Dataset entries
*** Begin section ***
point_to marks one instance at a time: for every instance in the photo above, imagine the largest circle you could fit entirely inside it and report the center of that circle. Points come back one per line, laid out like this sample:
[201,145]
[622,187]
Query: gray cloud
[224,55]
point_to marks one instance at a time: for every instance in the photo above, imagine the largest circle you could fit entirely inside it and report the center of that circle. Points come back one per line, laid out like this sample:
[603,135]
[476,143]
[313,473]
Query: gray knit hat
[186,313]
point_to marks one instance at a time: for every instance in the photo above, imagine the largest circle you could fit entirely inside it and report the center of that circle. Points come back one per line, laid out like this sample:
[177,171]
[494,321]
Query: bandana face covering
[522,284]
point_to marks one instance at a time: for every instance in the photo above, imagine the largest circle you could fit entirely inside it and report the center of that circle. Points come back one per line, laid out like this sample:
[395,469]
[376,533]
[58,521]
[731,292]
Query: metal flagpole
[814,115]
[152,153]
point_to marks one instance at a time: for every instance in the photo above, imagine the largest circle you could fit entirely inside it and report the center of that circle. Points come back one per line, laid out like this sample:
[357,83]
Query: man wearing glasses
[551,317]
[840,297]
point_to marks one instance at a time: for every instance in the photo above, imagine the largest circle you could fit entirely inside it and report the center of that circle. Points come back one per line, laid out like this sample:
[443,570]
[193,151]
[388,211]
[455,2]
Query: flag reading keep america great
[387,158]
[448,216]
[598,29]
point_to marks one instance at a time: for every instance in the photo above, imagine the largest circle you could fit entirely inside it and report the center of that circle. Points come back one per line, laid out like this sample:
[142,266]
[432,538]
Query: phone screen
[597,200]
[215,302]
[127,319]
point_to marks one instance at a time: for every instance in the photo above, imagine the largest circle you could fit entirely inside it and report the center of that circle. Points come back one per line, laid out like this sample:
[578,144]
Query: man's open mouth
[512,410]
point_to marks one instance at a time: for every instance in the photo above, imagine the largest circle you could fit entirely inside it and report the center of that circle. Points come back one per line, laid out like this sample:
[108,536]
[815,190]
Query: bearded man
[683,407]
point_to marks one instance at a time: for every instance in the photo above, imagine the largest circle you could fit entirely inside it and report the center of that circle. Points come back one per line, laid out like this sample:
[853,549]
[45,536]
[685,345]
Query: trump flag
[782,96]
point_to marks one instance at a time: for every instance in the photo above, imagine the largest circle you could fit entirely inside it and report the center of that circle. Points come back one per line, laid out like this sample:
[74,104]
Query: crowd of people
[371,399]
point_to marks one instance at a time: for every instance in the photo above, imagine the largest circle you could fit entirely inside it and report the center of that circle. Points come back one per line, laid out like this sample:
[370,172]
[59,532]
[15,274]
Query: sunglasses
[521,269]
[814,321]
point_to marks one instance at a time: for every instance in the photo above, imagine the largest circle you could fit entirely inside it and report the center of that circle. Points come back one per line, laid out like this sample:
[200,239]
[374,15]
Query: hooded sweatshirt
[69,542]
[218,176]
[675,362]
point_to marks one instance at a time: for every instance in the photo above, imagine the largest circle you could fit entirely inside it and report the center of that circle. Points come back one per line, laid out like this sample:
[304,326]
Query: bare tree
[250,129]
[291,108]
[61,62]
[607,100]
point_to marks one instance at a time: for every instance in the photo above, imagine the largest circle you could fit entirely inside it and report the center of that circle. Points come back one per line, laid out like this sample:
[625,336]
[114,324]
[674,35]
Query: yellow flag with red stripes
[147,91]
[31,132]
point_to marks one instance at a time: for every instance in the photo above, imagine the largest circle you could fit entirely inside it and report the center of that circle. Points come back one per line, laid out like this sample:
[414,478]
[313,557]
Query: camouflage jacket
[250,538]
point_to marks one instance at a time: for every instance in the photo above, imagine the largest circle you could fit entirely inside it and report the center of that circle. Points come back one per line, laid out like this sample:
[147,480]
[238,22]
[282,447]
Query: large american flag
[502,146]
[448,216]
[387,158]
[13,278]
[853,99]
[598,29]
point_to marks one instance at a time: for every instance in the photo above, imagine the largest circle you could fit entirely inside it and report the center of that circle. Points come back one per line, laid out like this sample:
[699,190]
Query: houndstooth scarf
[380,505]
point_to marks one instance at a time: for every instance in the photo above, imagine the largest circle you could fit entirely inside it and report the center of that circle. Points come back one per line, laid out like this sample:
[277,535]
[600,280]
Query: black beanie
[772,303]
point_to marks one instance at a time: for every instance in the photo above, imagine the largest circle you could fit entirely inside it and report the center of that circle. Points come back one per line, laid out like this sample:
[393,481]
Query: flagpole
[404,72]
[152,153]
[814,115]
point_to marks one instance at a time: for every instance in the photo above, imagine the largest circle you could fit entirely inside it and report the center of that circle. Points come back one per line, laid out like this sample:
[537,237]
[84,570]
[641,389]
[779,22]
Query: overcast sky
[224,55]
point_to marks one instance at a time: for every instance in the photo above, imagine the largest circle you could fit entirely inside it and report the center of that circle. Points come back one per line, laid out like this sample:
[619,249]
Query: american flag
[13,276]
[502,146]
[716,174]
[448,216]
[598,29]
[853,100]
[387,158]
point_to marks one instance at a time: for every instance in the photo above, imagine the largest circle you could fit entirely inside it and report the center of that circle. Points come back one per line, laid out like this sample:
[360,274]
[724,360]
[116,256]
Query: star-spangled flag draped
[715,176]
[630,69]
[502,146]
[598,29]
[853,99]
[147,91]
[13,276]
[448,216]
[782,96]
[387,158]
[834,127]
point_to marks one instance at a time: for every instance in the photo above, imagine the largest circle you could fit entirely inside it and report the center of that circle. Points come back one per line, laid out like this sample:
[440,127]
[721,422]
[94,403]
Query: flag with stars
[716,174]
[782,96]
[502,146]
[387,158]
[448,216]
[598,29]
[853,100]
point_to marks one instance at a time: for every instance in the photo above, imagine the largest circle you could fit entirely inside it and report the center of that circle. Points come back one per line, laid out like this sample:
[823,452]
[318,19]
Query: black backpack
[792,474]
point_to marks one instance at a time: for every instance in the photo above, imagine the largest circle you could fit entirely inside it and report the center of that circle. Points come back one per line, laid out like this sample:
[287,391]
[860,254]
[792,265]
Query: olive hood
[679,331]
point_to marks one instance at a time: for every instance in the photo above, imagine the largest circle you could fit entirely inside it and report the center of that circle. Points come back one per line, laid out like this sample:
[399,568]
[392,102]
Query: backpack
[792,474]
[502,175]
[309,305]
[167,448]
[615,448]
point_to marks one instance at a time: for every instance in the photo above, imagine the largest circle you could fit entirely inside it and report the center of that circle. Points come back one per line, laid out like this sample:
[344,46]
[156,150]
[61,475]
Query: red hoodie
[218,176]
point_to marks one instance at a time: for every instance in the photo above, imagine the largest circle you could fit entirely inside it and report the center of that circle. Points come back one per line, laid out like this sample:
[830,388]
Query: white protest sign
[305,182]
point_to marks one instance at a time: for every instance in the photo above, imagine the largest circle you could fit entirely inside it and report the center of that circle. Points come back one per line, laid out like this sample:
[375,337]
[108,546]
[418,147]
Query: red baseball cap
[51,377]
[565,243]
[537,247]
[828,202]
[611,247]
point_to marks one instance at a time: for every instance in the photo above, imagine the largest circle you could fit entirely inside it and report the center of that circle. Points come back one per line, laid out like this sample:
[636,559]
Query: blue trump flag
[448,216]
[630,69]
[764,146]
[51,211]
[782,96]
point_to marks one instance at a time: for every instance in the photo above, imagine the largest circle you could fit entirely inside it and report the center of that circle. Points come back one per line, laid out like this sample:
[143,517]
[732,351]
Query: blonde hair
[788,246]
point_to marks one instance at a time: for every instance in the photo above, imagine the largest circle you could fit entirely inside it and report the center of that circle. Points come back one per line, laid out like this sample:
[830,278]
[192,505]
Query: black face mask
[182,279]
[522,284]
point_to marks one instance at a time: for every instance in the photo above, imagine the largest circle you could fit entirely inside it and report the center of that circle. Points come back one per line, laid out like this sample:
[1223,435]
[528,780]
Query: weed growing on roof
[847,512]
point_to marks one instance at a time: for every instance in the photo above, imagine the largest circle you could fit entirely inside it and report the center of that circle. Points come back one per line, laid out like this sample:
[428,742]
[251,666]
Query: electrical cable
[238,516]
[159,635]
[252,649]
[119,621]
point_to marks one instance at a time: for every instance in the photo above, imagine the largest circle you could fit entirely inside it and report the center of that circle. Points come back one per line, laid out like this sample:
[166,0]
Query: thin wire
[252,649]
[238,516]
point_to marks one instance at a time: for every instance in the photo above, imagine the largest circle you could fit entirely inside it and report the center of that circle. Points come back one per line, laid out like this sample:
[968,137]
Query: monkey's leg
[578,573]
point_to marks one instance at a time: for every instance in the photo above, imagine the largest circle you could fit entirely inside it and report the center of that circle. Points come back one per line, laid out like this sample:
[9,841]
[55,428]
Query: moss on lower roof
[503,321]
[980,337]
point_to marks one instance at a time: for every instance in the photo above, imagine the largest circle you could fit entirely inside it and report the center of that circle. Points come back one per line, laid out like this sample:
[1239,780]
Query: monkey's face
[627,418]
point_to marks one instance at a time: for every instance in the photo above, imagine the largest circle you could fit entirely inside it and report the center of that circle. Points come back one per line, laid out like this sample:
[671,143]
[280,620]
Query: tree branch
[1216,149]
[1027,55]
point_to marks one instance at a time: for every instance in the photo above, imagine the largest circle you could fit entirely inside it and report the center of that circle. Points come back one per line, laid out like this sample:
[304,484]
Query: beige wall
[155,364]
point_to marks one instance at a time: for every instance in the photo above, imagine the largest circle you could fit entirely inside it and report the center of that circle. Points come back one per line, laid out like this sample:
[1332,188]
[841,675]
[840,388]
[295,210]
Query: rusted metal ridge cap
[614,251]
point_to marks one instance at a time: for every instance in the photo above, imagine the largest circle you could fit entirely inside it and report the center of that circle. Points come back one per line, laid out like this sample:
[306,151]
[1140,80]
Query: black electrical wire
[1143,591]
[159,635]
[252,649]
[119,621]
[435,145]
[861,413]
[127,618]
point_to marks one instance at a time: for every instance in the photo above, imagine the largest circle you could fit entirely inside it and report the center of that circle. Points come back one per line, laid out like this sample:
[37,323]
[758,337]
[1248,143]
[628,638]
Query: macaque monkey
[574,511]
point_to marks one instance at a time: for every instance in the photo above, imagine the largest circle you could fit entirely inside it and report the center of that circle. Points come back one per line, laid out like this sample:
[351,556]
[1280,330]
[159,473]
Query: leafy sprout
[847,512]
*** End section ***
» Work task: Nothing but the lines from the line that contains "Query: rusted metal ridge cap" to the last line of the records above should appear in the answer; please copy them exactly.

» Solution below:
Query: rusted metal ridge cap
[614,251]
point_to marks one instance at a time: for every instance in the photo above, imagine the largest circle you could fit entirely inside it and report the center of that circle. Points come back one per line, laid out like this sample:
[306,151]
[1140,80]
Query: black electrical wire
[1143,591]
[159,635]
[252,649]
[119,621]
[435,145]
[861,413]
[127,618]
point_to marks one instance at a time: for every instance in the photo above, imagine the largest circle you could fit entirely inside it and report the center of that circle. Points come back one per line, laid out like this sample:
[37,323]
[758,337]
[1248,143]
[628,638]
Query: macaque monkey
[574,511]
point_to marks one instance at a time: for every instance in the photo above, imagine the largest circle you could fit entirely inside it and report the center of that circle. Points come back one per line, laid out like this sample:
[351,556]
[1280,330]
[159,473]
Query: leafy sprout
[847,512]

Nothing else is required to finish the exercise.